#### SOURCE DATA ####
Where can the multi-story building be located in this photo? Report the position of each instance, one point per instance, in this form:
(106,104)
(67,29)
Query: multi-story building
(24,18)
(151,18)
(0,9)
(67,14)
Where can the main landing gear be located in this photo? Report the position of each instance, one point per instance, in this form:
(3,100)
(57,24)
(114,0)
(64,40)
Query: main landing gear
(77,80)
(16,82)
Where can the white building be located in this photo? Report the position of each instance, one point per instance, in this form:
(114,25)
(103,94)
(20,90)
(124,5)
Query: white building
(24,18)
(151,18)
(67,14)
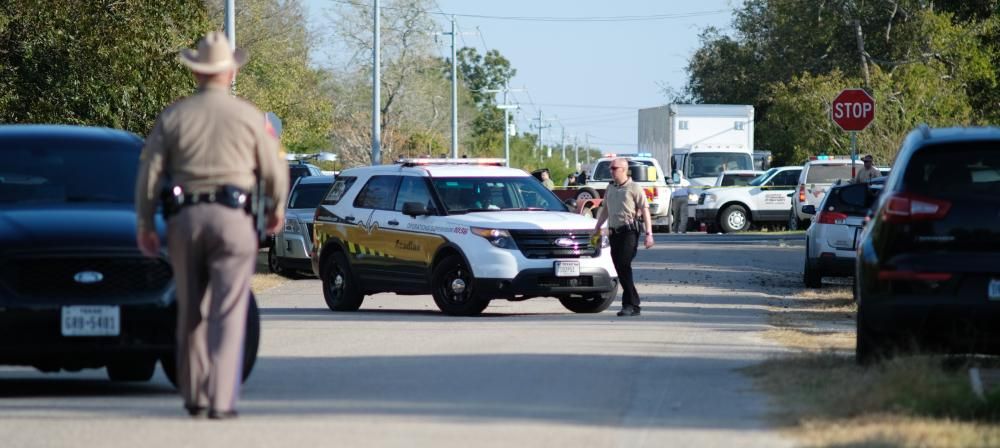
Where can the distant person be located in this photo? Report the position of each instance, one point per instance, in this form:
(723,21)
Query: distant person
(868,172)
(547,181)
(570,180)
(678,210)
(627,213)
(210,145)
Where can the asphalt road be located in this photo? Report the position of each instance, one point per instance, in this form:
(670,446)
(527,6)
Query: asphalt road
(398,373)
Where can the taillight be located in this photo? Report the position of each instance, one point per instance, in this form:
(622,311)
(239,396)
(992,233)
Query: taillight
(826,217)
(906,207)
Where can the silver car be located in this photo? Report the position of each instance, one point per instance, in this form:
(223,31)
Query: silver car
(289,255)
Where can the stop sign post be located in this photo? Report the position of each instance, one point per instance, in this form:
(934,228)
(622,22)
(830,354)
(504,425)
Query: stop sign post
(853,110)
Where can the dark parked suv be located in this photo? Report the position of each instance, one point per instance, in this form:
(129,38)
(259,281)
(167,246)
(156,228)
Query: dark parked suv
(75,292)
(928,264)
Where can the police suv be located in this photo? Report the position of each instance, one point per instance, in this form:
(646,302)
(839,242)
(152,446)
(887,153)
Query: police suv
(465,231)
(766,198)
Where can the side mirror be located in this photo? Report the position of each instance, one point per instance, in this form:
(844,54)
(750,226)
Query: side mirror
(415,209)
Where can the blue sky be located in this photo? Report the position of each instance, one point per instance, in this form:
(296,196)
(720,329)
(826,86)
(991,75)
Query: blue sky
(589,76)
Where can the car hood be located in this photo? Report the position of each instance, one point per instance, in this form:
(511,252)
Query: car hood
(524,220)
(69,226)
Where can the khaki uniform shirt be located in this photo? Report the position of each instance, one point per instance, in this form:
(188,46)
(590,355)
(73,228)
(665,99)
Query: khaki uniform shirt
(203,142)
(866,175)
(625,203)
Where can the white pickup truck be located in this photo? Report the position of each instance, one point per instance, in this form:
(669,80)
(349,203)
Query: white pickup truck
(767,198)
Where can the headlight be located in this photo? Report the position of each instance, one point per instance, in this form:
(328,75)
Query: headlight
(292,225)
(496,237)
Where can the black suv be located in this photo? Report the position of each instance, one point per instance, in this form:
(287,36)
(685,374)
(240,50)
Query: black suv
(75,292)
(928,264)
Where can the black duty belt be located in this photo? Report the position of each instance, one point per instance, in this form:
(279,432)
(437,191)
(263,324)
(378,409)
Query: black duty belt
(634,227)
(230,196)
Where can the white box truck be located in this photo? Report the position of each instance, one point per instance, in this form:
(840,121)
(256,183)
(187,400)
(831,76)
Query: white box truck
(697,142)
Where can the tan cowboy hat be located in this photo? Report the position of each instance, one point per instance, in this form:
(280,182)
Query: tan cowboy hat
(213,55)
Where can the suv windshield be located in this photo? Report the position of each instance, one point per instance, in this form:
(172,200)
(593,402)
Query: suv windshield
(955,169)
(603,170)
(308,195)
(760,179)
(475,194)
(828,174)
(63,171)
(713,163)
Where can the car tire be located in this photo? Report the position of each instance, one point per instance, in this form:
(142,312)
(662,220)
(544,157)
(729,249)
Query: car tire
(340,288)
(132,369)
(811,275)
(590,305)
(586,194)
(251,344)
(452,286)
(273,263)
(734,218)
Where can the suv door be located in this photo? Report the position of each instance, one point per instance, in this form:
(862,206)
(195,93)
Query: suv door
(368,242)
(772,200)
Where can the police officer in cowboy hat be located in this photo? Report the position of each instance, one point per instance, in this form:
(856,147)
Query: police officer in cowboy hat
(209,145)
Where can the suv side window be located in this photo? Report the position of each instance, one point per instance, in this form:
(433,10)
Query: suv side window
(414,189)
(787,179)
(378,193)
(339,188)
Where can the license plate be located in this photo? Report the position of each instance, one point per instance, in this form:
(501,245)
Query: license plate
(91,320)
(567,269)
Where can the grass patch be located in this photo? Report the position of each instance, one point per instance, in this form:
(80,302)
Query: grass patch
(262,282)
(826,399)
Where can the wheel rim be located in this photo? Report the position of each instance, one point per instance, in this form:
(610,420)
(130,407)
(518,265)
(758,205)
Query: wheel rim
(736,219)
(455,285)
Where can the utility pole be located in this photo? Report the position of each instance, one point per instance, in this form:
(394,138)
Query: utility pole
(230,26)
(454,94)
(576,155)
(376,87)
(506,107)
(861,51)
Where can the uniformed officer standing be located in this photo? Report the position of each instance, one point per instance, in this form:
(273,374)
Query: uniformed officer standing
(209,145)
(624,203)
(868,172)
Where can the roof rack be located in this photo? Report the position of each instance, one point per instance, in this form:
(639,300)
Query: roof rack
(460,162)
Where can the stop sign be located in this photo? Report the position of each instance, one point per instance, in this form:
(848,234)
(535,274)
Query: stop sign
(853,109)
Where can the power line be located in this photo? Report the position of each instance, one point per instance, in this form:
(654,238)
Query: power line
(582,19)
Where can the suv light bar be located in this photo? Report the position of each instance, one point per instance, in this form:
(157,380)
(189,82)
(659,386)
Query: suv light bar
(432,161)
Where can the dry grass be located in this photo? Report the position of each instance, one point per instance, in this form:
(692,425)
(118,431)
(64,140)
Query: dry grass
(262,282)
(827,400)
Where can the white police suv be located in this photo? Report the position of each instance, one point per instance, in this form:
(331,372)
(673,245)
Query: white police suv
(466,231)
(767,198)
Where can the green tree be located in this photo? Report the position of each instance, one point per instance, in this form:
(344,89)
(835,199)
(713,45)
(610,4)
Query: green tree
(100,62)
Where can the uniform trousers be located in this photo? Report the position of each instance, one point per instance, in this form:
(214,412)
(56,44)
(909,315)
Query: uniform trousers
(213,252)
(624,246)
####
◆ ABOUT THIS EXERCISE:
Reproduce all of the entries word for word, skipping any pictures they hold.

◆ RESPONSE TO THIS TASK:
Where can the multi-story building be located in this photo? Report the position of each instance, one point per instance, in this form:
(106,104)
(67,29)
Query: multi-story building
(24,18)
(151,18)
(0,9)
(67,14)
Where can the main landing gear be located in this photo? Report the position of each instance, one point per instance, in this form:
(3,100)
(57,24)
(114,0)
(64,40)
Query: main landing gear
(77,80)
(16,82)
Where can the white building be located in this photo? Report the position of each instance, one point per instance, in this form:
(114,25)
(103,94)
(20,90)
(124,5)
Query: white building
(24,18)
(151,18)
(67,14)
Where can the distant person be located in this photo? Report the position of each instance, one point per instance, in this form:
(723,21)
Query: distant person
(868,172)
(547,181)
(570,180)
(678,210)
(627,213)
(210,145)
Where can the asphalt road be located in this photo? Report the position of each instance, one point per instance, in this form:
(670,446)
(527,6)
Query: asphalt road
(398,373)
Where can the taillight be located in this photo? Report the position of each instance, one point per instance, in this form:
(622,311)
(239,396)
(992,233)
Query: taillight
(826,217)
(906,207)
Where can the silver car be located in this photo? Report the position of each instance, one point per instance, in this form:
(223,31)
Query: silver car
(289,255)
Where can the stop sign post be located in this photo? Report the position of each instance, one point per instance, in this form:
(934,228)
(622,22)
(830,354)
(504,425)
Query: stop sign post
(853,110)
Where can the dark parked suv be located in this photo? Report the position of each instance, one point per instance, in this form:
(129,38)
(259,281)
(167,246)
(156,228)
Query: dark parked suv
(75,292)
(928,264)
Where can the police suv be located in this photo? Report the position of each instance, one point per instance, in this form:
(646,302)
(839,242)
(152,446)
(887,153)
Query: police suv
(465,231)
(766,198)
Where can the side mirror be located in this photo? Report the position of each instance, one point per instance, in this form:
(844,54)
(750,226)
Query: side mirror
(415,209)
Where can the blue sky be located in this photo? Report the position of each instance, one point per instance, in this form:
(296,196)
(720,329)
(826,86)
(991,75)
Query: blue sky
(589,76)
Where can the car hood be located in this photo? Report the position of each instance, one point per instance, in this form:
(511,252)
Query: car hood
(524,220)
(69,226)
Where can the khaki uniform shirt be located in this photo? Report the position of each instance, one point per instance, in this form:
(188,46)
(590,355)
(73,228)
(665,99)
Query: khaki uniform shirt
(203,142)
(866,175)
(625,203)
Where can the white pickup truck be located in this photo? Report the position of each instance, one point per instance, in this form:
(669,80)
(349,203)
Query: white pickup truck
(767,198)
Where can the headlight be located in this photo? Report the position of each instance, one point per instance, in this form:
(328,75)
Query: headlight
(292,225)
(496,237)
Where can the black suv be located in this photo? Report the position of each instance, one point per instance, in this form:
(287,36)
(685,374)
(240,50)
Query: black suv
(75,292)
(928,264)
Where can the black duty belt be located in this photo? Report the position of each instance, one point per instance, in this form:
(279,432)
(437,191)
(263,324)
(378,409)
Query: black duty belt
(634,227)
(230,196)
Where can the white box truck be located in this photo? Report the position of each instance, one point per instance, in this form:
(840,121)
(256,183)
(187,400)
(831,76)
Query: white box truck
(697,142)
Where can the tan cowboy hat be located in this photo? Report the position of each instance, one point per instance, in this form:
(280,182)
Query: tan cowboy hat
(213,55)
Where can the suv windshield be located in this photo? Report the position of each instance, one point per instance, in this form:
(172,200)
(593,402)
Query: suv windshield
(955,169)
(603,170)
(308,195)
(760,179)
(475,194)
(828,174)
(63,171)
(713,163)
Where can the car tire be located in this photo? Report the position of each instance, one point per instance, in this form:
(142,312)
(662,220)
(544,157)
(729,249)
Query: car tire
(340,288)
(132,369)
(811,275)
(590,305)
(586,194)
(251,344)
(452,286)
(273,263)
(734,218)
Where can the suv door be located in this photo? Report the position of each instance, one point per instance, in this form:
(862,206)
(195,93)
Query: suv door
(368,242)
(772,200)
Where can the police officer in cowboy hat be located in this photo? Report the position of each instance, one point per instance, in this form:
(856,147)
Query: police officer in cowboy hat
(209,145)
Where can the suv side window be located in this photo? Report the position of each instance, one point per instance, in this form:
(433,10)
Query: suv side window
(414,189)
(787,179)
(378,193)
(339,188)
Where can the license plate be located in this photo? Report the position of each instance, one point per instance, in this form:
(501,245)
Query: license plate
(91,320)
(567,269)
Where can the grass patch be located in this photo? Report the position of each instance, one point per instance, in this form:
(80,302)
Query: grass patch
(262,282)
(826,399)
Where can the wheel rim be located in this photo? Report the position of each instance, one point per instance, in this form:
(610,420)
(130,407)
(518,265)
(758,205)
Query: wheel rim
(736,219)
(455,285)
Where can the utility pole be located in this photo? Report the position of each instance, one point per instance, in this form:
(394,138)
Query: utility pole
(230,26)
(454,94)
(576,155)
(376,87)
(506,107)
(861,51)
Where can the uniformed officer standing be located in this photo? Report the position of each instance, one point per instance, in this form:
(273,374)
Query: uniformed officer standing
(209,145)
(624,203)
(868,172)
Where can the roof rack be located in this photo? Report the position of each instance, one point per instance, in this form:
(639,300)
Query: roof rack
(460,162)
Where can the stop sign be located in this photo? Report the position of each instance, one point per instance, in this form:
(848,234)
(535,274)
Query: stop sign
(853,109)
Where can the power line be located in this photo? Report the position of each instance, one point per instance, in this form:
(654,238)
Query: power line
(582,19)
Where can the suv light bar be located in this photo? Report the position of each instance, one point per instance, in this form:
(157,380)
(189,82)
(659,386)
Query: suv light bar
(432,161)
Where can the dry grass be located in this photo? Report the position of each instance, one point per instance, in this form:
(692,425)
(118,431)
(64,140)
Query: dry grass
(262,282)
(827,400)
Where can the white police suv be located in this photo? Report the position of each instance, one point per instance, in this form:
(331,372)
(673,245)
Query: white police suv
(466,231)
(767,198)
Where can the green tree be located in this photo? Report the position of each instance, one point per instance, in this form:
(344,89)
(835,199)
(713,45)
(610,4)
Query: green tree
(100,62)
Where can the uniform trousers be located in this photo? Report the position of each instance, one point per instance, in this form:
(214,412)
(56,44)
(909,315)
Query: uniform trousers
(213,252)
(624,246)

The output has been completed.